_Document_

"Papy wealthy" Wen

Les dirigeants chinois n’ont pas pour habitude de démentir publiquement les informations publiées dans les médias étrangers. D’ordinaire le porte-parole du Ministère des Affaires Etrangères s’en charge et on s’arrête là. Cette fois la famille Wen Jiabao a dégainé les avocats. Une question d’image… Suite aux révélations du New York Times, « Papy Wen » est devenu « Papy (Wealthy*) Wen » (*riche)

 

 

 

Le roi est nu et il y a comme des courants d’air dans les allées de Zhongnanhai, le palais des dirigeants chinois au cœur de Pékin. Le roi est nu, c’est en tous cas ce qu’affirme le New York Times dans son édition du vendredi 26 octobre dont la Une est consacrée aux « richesses cachées » de la famille du Premier ministre chinois.

L’information a été immédiatement censurée en Chine continentale. Mais cela visiblement n'a pas suffit ! En Chine, l’armée des ombres s’appelle les internautes. Les censeurs ont beau censurer, avec les réseaux sociaux l'information finit toujours par passer.

Deux avocats de la famille Wen Jiabao ont dû ainsi intervenir pour « clarifier » les « rapports mensongers » rapporte ce matin le Sunday Morning Post à Hong-Kong.

« Rapports mensongers »
Un communiqué en six points dont le Sunday s’est procuré une copie et qui dément les « soit disant révélations » sur des « richesses cachés » de la famille Wen. Les avocats du Premier ministre menacent même de poursuivre le New York Times en justice (RFI 28.10.2012)
Communiqué des avocats publié par le SCMP 28.10.2012.
 
 
Cette sortie des avocats est révélatrice des craintes du pouvoir pour l’image du chef du gouvernement. Malgré la censure, l’enquête publiée par nos confrères du New York Times a fait l’effet d’une bombe.
 
On ne touche pas à un Premier ministre considéré comme un réformateur et un héros de l’anticorruption y compris dans les chancelleries étrangères. Toujours le premier à chausser les bottes sur les catastrophes naturelles, le Chef du gouvernement a finit par être surnommé affectueusement « Papy Wen » par la presse officielle.
Trésor de famille
Or le portrait dressé par le NYT est tout autre. Pour David Barboza, auteur de l’enquête et correspondant à Shanghai du journal, les proches de Wen Jiabao ont amassé une fortune de plus de 2 milliards 700 millions de dollars. Le père du Premier ministre a été contraint d’élever des porcs pendant la révolution culturelle, sa mère Yang Zhiyun était institutrice.
 
Mais depuis, la famille a fait beaucoup plus que sortir de la pauvreté affirme le quotidien américain. A 90 ans, l’ex-enseignante serait devenue la « reine des diamants », un secteur régulé par l’Etat chinois souligne le New York Times, quand son cousin, patron d’une usine de retraitement de déchets, aurait bénéficié de 30 millions de dollars de subventions publiques.

Exemples d'étiquetage par points:

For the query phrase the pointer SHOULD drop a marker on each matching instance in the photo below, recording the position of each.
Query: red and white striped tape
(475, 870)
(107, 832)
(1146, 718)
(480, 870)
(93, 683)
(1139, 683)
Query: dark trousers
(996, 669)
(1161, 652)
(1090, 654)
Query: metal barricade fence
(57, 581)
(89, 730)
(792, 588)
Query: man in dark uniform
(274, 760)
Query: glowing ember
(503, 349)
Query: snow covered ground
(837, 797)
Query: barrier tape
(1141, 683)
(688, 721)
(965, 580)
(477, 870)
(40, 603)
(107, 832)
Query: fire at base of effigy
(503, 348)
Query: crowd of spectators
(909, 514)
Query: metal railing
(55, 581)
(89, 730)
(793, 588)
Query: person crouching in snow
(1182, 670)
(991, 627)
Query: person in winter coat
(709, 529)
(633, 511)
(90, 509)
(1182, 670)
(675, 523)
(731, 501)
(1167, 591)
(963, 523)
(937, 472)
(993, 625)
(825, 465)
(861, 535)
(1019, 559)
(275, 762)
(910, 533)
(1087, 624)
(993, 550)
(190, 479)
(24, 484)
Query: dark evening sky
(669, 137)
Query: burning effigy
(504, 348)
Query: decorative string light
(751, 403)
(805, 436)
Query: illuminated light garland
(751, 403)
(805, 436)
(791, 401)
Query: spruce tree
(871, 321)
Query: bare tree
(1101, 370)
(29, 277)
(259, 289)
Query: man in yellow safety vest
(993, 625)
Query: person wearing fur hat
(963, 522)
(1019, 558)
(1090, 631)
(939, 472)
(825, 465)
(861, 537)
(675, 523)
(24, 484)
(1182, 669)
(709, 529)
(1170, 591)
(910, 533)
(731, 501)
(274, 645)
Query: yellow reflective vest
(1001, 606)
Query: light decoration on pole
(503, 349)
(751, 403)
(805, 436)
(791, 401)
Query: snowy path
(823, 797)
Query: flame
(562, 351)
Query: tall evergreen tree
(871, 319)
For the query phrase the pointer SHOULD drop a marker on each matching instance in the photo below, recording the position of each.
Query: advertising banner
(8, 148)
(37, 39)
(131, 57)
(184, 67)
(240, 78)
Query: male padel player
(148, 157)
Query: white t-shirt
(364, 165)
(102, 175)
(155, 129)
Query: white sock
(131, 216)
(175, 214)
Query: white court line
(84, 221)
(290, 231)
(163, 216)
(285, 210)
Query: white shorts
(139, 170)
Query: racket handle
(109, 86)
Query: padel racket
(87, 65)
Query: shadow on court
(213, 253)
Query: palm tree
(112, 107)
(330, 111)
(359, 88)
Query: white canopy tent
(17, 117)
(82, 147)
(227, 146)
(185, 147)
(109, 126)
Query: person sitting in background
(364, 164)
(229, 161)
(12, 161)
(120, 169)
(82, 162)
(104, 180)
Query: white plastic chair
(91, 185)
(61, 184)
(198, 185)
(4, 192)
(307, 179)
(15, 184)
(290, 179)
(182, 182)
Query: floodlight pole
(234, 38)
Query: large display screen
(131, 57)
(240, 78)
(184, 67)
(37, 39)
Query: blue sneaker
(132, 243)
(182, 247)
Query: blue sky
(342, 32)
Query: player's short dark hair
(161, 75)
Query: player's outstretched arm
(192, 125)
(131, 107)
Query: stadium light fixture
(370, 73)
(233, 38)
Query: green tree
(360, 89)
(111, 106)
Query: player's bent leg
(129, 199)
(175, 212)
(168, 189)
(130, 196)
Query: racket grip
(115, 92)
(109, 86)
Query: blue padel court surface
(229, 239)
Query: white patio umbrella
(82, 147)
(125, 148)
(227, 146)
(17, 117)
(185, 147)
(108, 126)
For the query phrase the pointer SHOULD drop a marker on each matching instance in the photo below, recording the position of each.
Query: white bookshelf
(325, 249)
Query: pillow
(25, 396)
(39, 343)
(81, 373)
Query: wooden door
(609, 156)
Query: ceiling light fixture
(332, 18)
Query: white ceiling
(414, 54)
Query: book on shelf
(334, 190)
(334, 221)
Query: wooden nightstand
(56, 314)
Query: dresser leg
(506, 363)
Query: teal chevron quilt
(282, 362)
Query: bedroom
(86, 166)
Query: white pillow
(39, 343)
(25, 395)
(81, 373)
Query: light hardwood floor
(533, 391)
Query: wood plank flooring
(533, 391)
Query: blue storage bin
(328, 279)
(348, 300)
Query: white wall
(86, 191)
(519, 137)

_Consigne_
Poursuis l'article sur la fortune de la famille de Wen Jiabao à partir de sa dernière phrase.

_Réponse_
« Les membres de la famille Wen Jiabao ont peut-être pris trop littéralement le prénom du chef de gouvernement plaisante Melissa Chan en reprenant le bon mot de Nicholas Bequelin, porte-parole de Human Rights Watch à Hong-Kong. Notre consoeur de la chaîne Al-Jazeera a dû quitter le territoire chinois en mars dernier, les autorités ont refusé de lui renouveler son visa de travail : « Jia » et « bao » signifient « Trésor de famille » en mandarin.
 
New York Times 26 octobre 2012 : "Un examen des dossiers des entreprises et des contrats montre que les proches du Premier ministre (…) contrôlent des avoirs pour un montant de 2,7 milliards de dollars » précise le New York Times. "Dans de nombreux cas, les noms des parents ont été cachés derrière des rideaux de partenariats et d’investissement impliquant des amis, des collègues de travail et des relations d’affaires ».
 
Tout cela est faux affirment aujourd’hui Bai Tao et Wang Weidong, les deux avocats cités par le SCMP. Avec un argument de poids : La mère de Wen Jiabao « n’a jamais eu de revenus (…) autres que la pension qui lui est versée par l’Etat ».
Dirigeants fantômes
En attendant les Chinois ne peuvent pas lire le journal depuis trois jours. Impossible d’accéder au site du New York Times sans un logiciel pour contourner la censure. Impossible tout simplement d’obtenir une réponse lorsqu’on tape le titre du quotidien américain sur les principaux moteurs de recherche. Même le nom du Premier ministre a disparu du web ! 
 
 
Un scénario qu’on a déjà connu au printemps dernier lorsque l’agence Bloomberg avait révélé la fortune de la famille Xi Jinping. Là aussi, l’agence avait été immédiatement censurée, et le nom du vice-président chinois avait disparu de la toile. En Chine, les dirigeants deviennent des fantômes du net lorsqu'il s'agit d'effacer  toute allusion à leur passé.
 
C’est « une riche et même très riche famille, et la Chine ne veut pas que cela se sache » explique la radio publique américaine NPR. Car si de nombreux Chinois sont persuadés que la nomenklatura tire avantage de sa position, le montant des avoirs des familles régnantes était jusqu’à présent resté à l’abri des hauts murs de Zhongnanhai, le palais des hiérarques du régime à Pékin obsédé par la question de la légitimité dans un pays sans élection.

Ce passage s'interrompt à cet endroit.